Document:
[START]

To use text data for training or finetuning, audio can be synthesized from the text to use in a conventional training or finetuning pipeline [3, 4, 5, 6, 7] or the unpaired text input itself can be integrated into an end-to-end ASR neural system [8, 9, 10, 11, 12]. Furthermore, some works propose modifying end-to-end model architectures to make the decoder behave like an actual language model for encoder-decoder with attention [13] and RNN-Transducer [14] models, and by such behavior enable text-only adaptation for the decoder part. These approaches require changing the training pipeline significantly, in most cases making it incompatible with existing models. Using a pretrained text-to-speech (TTS) system to synthesize audio for audio-text pairs is simpler and does not require modification of existing models.

The main disadvantages of TTS-based ASR customization are a requirement for large storage for generated data, the high computational cost of generating speech, and a mismatch between natural and synthetic audio. By generating speech on the fly using a multi-speaker TTS system, it is possible to produce a practically infinite amount of data without limitations of required space. Each text can be generated with different speakers, and the number of speakers can also be unlimited by sampling from speaker embedding space [15]. Conversely, dynamic audio generation using the complete TTS system will significantly slow down the training process and impact used memory.

Modern TTS pipelines are usually composed of a mel spectrogram generator followed by a vocoder to transform the spectrogram into a speech signal, and the vocoder is usually the most computationally intensive part of the TTS pipeline. Since ASR models can also use mel spectrogram features as input, the vocoder part can be omitted. On the other side, training on spectrograms computed from vocoder output leads to higher ASR performance [4, 16].

[END]

(Data extracted from a collection)
[START]

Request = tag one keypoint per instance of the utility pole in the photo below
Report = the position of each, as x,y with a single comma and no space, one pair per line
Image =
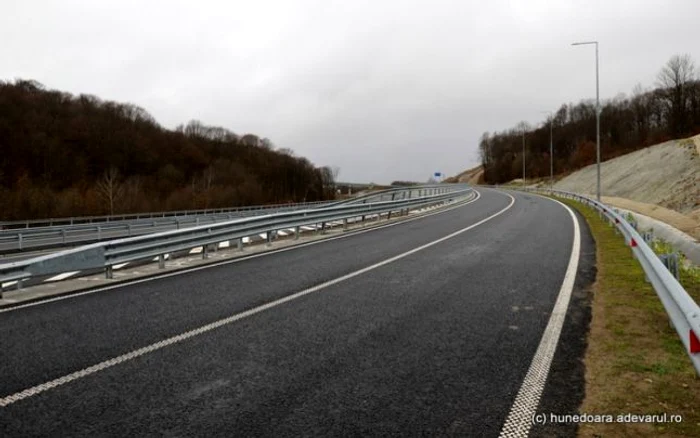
523,157
597,113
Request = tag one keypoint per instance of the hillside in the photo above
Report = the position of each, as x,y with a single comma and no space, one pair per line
628,123
64,155
472,176
667,175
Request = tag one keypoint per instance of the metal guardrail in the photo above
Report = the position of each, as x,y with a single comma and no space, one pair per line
43,238
104,255
683,312
50,222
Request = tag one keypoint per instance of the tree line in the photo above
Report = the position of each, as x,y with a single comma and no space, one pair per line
64,155
670,110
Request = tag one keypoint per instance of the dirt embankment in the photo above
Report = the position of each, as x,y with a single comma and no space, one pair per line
471,176
661,181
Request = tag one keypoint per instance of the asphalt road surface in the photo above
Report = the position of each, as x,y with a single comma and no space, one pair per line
422,328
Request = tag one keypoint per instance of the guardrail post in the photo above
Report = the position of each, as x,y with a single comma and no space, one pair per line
671,262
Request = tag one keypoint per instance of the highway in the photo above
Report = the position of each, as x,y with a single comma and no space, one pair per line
427,327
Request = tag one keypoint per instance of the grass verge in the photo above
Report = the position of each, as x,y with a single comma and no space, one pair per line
635,362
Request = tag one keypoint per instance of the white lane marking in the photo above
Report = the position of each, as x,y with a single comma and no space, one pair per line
236,260
60,277
38,389
520,418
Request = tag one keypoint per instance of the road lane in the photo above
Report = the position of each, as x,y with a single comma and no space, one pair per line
438,341
81,331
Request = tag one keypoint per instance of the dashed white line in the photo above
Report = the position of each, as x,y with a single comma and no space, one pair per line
43,387
237,260
520,418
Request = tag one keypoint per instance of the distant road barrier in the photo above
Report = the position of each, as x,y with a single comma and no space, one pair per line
104,255
36,235
683,312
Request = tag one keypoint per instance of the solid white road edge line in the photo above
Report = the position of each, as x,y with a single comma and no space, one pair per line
520,418
236,260
38,389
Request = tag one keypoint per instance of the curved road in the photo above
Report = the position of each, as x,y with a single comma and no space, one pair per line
423,328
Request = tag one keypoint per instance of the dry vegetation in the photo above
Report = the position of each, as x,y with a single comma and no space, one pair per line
635,362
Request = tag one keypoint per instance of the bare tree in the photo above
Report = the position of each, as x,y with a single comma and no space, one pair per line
676,78
335,171
110,188
207,180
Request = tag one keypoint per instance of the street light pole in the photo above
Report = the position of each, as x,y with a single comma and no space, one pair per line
597,112
523,157
551,150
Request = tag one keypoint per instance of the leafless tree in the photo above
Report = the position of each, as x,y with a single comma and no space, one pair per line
676,78
110,188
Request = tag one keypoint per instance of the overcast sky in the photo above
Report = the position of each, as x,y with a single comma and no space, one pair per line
385,90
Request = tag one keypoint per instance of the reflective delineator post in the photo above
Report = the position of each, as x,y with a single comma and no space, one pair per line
694,342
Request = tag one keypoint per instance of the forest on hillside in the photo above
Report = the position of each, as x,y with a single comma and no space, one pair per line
63,155
671,110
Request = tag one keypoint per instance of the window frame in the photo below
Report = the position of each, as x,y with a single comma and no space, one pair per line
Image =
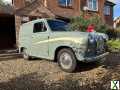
92,8
107,10
66,3
44,28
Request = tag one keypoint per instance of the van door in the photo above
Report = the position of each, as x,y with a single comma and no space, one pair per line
40,39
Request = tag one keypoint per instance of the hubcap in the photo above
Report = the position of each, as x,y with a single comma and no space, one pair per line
65,60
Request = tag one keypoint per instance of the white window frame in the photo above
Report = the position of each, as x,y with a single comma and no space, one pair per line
91,8
107,10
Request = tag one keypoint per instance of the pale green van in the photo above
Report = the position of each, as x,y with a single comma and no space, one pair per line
53,40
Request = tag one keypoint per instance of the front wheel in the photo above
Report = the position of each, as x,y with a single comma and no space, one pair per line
66,60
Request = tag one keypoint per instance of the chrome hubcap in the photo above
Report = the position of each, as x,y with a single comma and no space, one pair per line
65,60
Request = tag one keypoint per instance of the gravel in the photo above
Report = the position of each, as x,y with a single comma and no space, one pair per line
19,74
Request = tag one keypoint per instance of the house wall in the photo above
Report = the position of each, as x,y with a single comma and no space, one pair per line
76,9
58,10
109,18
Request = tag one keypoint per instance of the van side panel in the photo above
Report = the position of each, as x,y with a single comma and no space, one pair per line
25,36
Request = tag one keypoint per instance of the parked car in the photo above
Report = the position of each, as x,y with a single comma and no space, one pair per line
53,40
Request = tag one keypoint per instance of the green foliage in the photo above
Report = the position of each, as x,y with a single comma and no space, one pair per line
1,2
114,45
81,23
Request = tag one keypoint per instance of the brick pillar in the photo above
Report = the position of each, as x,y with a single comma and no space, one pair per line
17,25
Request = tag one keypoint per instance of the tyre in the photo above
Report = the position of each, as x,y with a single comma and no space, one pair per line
25,55
66,60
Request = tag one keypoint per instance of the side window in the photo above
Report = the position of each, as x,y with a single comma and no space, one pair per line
39,27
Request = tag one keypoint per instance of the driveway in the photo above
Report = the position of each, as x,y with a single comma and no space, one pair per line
19,74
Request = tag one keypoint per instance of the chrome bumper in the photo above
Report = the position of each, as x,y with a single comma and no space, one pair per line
91,59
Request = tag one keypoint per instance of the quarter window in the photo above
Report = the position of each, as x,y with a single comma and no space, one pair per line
107,10
39,27
65,2
92,5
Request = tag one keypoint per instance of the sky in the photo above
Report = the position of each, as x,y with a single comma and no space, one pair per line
116,8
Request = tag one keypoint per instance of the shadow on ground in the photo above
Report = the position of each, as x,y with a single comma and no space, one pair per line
34,82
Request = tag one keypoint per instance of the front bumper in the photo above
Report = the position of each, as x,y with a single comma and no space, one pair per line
91,59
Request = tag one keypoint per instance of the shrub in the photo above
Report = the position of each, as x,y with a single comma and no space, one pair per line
114,45
82,22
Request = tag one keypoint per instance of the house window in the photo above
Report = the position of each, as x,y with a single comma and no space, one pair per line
39,27
65,2
107,10
92,5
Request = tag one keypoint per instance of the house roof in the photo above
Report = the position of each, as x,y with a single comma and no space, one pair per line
6,9
35,8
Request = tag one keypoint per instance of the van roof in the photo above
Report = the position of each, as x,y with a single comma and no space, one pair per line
34,21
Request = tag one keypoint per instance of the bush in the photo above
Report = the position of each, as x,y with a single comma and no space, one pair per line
114,45
82,22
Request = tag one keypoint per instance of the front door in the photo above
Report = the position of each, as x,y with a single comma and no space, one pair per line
40,39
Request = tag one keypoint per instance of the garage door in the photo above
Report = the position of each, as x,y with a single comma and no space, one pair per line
7,32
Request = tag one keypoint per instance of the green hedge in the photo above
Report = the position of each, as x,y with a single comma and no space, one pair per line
114,45
81,23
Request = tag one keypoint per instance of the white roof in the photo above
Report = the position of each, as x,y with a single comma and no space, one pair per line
113,1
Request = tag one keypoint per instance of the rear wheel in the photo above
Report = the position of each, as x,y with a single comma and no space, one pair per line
25,54
66,60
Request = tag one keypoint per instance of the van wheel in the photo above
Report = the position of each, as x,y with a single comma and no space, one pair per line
25,55
66,60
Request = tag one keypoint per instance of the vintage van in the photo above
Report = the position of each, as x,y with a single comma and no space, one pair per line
53,40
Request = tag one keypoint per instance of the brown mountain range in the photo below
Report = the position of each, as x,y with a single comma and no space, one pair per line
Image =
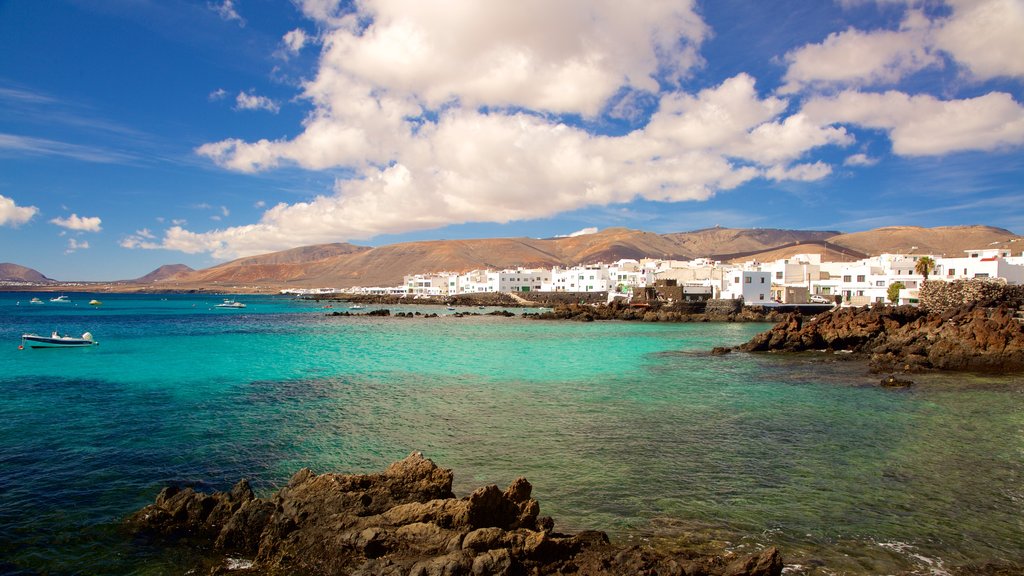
15,273
347,264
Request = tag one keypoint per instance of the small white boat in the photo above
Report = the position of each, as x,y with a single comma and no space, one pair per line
228,303
55,340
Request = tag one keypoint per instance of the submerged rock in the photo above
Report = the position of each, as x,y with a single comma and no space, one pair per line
906,338
404,521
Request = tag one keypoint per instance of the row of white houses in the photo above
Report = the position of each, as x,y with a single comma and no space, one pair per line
800,279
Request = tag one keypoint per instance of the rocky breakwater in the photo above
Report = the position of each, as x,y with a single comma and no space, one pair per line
717,311
907,339
404,521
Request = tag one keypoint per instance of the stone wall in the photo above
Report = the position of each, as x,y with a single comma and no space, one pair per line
724,306
941,296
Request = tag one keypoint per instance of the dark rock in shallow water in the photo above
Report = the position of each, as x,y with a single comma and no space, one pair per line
894,382
907,339
404,521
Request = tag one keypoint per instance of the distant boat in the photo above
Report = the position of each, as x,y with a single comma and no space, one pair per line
55,340
228,303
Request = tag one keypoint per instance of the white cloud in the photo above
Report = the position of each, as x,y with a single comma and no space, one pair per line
985,36
860,159
584,232
42,147
799,172
74,245
924,125
295,40
855,57
12,214
981,36
474,166
81,223
248,100
225,9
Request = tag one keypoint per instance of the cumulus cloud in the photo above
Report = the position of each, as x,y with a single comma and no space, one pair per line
249,100
12,214
584,232
855,57
985,37
81,223
924,125
225,9
471,114
860,159
980,36
295,40
74,245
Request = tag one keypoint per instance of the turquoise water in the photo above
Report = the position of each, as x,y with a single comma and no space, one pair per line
627,427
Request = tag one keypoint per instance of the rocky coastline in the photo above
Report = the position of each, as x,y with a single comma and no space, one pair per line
404,521
906,339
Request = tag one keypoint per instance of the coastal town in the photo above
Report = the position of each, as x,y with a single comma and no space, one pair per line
801,279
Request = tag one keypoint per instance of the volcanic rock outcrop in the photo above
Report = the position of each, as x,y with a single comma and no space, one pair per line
906,338
404,521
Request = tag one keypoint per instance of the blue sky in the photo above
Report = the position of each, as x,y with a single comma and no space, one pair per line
135,133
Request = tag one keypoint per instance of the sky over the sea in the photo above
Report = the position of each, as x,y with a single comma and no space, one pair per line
140,132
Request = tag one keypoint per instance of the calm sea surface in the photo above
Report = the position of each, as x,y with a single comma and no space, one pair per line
627,427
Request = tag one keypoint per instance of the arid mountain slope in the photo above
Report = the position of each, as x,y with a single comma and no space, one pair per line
15,273
950,241
718,241
164,273
345,264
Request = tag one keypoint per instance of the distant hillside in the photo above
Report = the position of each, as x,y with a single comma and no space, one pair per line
15,273
346,264
950,241
164,273
728,242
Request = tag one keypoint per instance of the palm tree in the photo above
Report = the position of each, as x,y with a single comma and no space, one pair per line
925,265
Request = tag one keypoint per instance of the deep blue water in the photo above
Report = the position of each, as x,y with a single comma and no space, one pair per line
628,427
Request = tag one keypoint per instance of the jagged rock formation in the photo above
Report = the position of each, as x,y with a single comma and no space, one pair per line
404,521
907,339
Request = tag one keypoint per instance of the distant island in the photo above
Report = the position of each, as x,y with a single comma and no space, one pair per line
345,264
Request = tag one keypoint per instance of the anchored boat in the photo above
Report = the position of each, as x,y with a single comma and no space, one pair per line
228,303
55,340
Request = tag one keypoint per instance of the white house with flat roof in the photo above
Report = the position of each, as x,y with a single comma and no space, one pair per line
753,287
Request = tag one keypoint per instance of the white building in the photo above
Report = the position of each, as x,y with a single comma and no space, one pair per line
592,278
753,287
995,262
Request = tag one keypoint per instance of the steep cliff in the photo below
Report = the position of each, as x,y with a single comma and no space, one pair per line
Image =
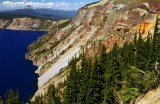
106,21
26,23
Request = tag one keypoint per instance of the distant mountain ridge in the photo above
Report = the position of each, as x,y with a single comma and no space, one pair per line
43,13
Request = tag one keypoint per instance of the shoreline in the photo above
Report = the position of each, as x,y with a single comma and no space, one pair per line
22,30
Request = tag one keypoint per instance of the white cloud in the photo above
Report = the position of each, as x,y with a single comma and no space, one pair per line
43,4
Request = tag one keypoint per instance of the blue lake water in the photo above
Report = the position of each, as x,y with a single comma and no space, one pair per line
16,72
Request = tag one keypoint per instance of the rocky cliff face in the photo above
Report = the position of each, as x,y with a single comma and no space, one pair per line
26,24
105,21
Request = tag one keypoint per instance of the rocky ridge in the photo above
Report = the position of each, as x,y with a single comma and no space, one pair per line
26,24
104,21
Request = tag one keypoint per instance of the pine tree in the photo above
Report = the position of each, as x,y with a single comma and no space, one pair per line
1,100
95,87
53,97
12,98
85,76
72,85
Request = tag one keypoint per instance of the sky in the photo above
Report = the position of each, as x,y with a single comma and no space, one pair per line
54,4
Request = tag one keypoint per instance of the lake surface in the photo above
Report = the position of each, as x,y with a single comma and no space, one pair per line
16,72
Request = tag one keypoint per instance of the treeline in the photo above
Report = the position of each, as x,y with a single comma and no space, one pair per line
118,76
10,98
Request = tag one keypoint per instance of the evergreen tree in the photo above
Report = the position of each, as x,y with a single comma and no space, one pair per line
95,87
85,76
1,100
72,85
53,97
12,98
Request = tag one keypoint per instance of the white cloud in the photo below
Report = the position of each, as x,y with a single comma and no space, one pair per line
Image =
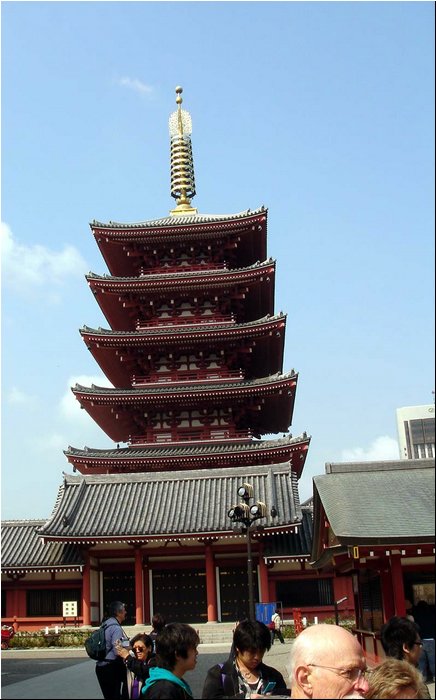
382,448
136,85
16,397
27,268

[END]

Required actions:
(a) Duplicate the passage on synthetic speech for ASR training, starting at "To use text" and ending at "of existing models.".
(b) In the passage on synthetic speech for ASR training, which part of a modern TTS pipeline is described as usually the most computationally intensive?

Solutions in order:
(a)
To use text data for training or finetuning, audio can be synthesized from the text to use in a conventional training or finetuning pipeline [3, 4, 5, 6, 7] or the unpaired text input itself can be integrated into an end-to-end ASR neural system [8, 9, 10, 11, 12]. Furthermore, some works propose modifying end-to-end model architectures to make the decoder behave like an actual language model for encoder-decoder with attention [13] and RNN-Transducer [14] models, and by such behavior enable text-only adaptation for the decoder part. These approaches require changing the training pipeline significantly, in most cases making it incompatible with existing models. Using a pretrained text-to-speech (TTS) system to synthesize audio for audio-text pairs is simpler and does not require modification of existing models.

(b) The vocoder.